*Exercise objective*
Could you transcribe all of the material below, line for line, keeping every character unchanged?
=-=-=-=-=
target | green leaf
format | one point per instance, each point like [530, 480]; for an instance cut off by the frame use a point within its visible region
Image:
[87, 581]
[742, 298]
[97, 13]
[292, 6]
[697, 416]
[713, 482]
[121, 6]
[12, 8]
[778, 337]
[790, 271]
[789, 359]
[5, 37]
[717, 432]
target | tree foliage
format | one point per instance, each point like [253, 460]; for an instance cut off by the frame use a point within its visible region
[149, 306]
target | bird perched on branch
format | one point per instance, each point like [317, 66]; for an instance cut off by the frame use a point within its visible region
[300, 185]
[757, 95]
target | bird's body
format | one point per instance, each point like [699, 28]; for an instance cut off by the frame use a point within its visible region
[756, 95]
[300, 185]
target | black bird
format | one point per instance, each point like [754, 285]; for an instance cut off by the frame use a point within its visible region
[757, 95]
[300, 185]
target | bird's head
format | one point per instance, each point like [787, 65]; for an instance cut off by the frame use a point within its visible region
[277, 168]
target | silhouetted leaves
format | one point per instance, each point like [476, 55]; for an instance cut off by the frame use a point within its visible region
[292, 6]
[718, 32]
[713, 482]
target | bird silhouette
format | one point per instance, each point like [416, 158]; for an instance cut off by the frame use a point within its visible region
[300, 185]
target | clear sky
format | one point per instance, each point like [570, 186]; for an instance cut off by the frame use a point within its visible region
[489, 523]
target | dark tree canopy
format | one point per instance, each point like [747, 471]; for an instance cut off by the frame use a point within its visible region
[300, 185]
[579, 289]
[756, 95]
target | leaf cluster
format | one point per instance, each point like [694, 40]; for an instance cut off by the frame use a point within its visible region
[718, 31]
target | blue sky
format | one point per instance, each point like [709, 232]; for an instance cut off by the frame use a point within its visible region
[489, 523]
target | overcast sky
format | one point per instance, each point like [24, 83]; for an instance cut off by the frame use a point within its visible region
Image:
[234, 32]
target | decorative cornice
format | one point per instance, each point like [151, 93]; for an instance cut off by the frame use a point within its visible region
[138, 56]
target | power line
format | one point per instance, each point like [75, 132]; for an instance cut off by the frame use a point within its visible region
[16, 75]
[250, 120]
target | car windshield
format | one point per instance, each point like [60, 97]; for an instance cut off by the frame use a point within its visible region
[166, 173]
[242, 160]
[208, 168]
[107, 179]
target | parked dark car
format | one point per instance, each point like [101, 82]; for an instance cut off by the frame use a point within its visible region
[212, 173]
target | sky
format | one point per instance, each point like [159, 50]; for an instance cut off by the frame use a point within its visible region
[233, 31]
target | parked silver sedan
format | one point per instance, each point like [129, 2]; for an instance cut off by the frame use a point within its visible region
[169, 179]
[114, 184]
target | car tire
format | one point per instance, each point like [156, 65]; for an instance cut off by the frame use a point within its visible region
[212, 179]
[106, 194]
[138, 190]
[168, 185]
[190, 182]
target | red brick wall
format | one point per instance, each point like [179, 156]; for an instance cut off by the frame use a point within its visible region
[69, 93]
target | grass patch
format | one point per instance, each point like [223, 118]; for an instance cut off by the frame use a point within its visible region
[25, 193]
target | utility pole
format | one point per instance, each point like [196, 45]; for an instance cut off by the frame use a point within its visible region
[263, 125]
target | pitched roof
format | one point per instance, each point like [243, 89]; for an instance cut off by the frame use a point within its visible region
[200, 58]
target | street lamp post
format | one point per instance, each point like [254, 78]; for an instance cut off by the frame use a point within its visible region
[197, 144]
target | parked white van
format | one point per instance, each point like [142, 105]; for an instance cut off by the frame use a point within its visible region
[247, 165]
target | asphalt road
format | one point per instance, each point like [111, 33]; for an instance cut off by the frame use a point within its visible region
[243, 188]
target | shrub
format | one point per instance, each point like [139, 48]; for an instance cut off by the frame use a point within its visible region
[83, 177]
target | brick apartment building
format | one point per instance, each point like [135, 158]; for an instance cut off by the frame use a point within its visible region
=-=-=-=-=
*Response*
target | green leaf
format | one point per instance, each point like [530, 480]; for an instance cut off by the frame use a point within its visible region
Image:
[87, 581]
[742, 298]
[97, 13]
[292, 6]
[697, 416]
[713, 482]
[121, 6]
[12, 8]
[778, 337]
[790, 271]
[789, 359]
[5, 37]
[717, 432]
target | tree foliage
format | one point per instance, each point like [253, 460]; for an instance cut off by the frame use a point within its visible region
[149, 306]
target | bird perched on branch
format | one point per instance, each point like [317, 66]; for an instance cut off by the frame use a point within its visible region
[300, 185]
[757, 95]
target | bird's body
format | one point per instance, each point like [699, 28]; for an instance cut off by the frame use a point within its visible region
[756, 95]
[300, 185]
target | black bird
format | one point per instance, each point like [754, 285]; for an instance cut off by the frame use a point within its visible region
[757, 95]
[300, 185]
target | bird's head
format | one point per instance, each point like [787, 65]; for an instance cut off by the frame use a point within its visible region
[277, 168]
target | silhouetted leaves
format | one point per instance, each point like [476, 55]; for an instance cut off by the frame use a point within its visible region
[292, 6]
[718, 32]
[713, 482]
target | bird silhouette
format | one point per instance, each point like [416, 158]; for an instance cut off by the frame use a point within its visible region
[300, 185]
target | clear sky
format | one point per instance, each point like [570, 186]; for an instance cut off by the frame use a point within its visible region
[489, 523]
target | dark tree canopy
format | one point per instance, each point like [747, 471]; for an instance cut off by the frame use a point within its visible region
[300, 185]
[579, 289]
[756, 95]
target | leaf cluster
format | one point per instance, each point like [694, 40]; for an instance cut off by the frame use a point within its visible region
[718, 31]
target | blue sky
format | one point per instance, each point like [709, 232]; for an instance cut off by the frame use a point within its visible region
[489, 523]
target | overcast sky
format | one point per instance, each point like [24, 83]; for an instance cut off by the frame use a point within its visible region
Image:
[234, 32]
target | decorative cornice
format | one point per instance, each point like [151, 93]; for an instance cut off by the frame use a point within its visible region
[138, 56]
target | power line
format | one point per instance, each point like [75, 132]; for an instance cut off by the frame use a point within its visible region
[16, 75]
[250, 120]
target | car windshield
format | one point per instance, each point like [60, 97]; for an instance cut off by the frame use a point within its visible region
[166, 173]
[242, 160]
[208, 168]
[107, 179]
target | parked dark car
format | one point per instance, each point like [101, 82]; for an instance cut off by the frame use a point within its visible region
[212, 173]
target | sky
format | one point per instance, each point like [159, 50]; for an instance cut off by the frame use a point within its visible region
[233, 31]
target | parked silver sedan
format | one point per instance, each point like [129, 2]; for an instance cut off by the frame use a point within its visible region
[169, 179]
[114, 184]
target | car tire
format | one point per instance, each point like [156, 65]; for an instance cut off by the frame use a point within its visible region
[212, 179]
[106, 194]
[138, 190]
[168, 185]
[190, 182]
target | red brick wall
format | one point per instance, each point like [179, 156]; for an instance cut off by the frame use a point within its visible region
[69, 93]
target | grass patch
format | one point per instance, each point like [223, 118]; for an instance cut off by the frame use a point within its visible region
[25, 193]
target | utility pole
format | one point per instance, each point like [196, 45]; for an instance cut off by the frame use a point within its visible region
[263, 125]
target | pitched roof
format | one point per instance, each point like [243, 89]; for an instance cut off by the frame use a point within its visible region
[200, 58]
target | street lamp post
format | one point per instance, each point like [254, 78]; for an instance cut off by the frame use a point within its visible region
[197, 144]
target | parked white van
format | one point per instance, each point like [142, 105]; for an instance cut off by the frame use a point within its visible region
[247, 165]
target | asphalt road
format | one point per instance, each point like [111, 33]; for an instance cut off by the frame use a point within its visible region
[243, 188]
target | shrub
format | one point per instance, each point like [139, 48]; for an instance cut off by the frame use a point within its visible region
[83, 177]
target | brick apartment building
format | one point per instance, each point like [135, 158]; for an instance cut off by the frame use a point within its visible region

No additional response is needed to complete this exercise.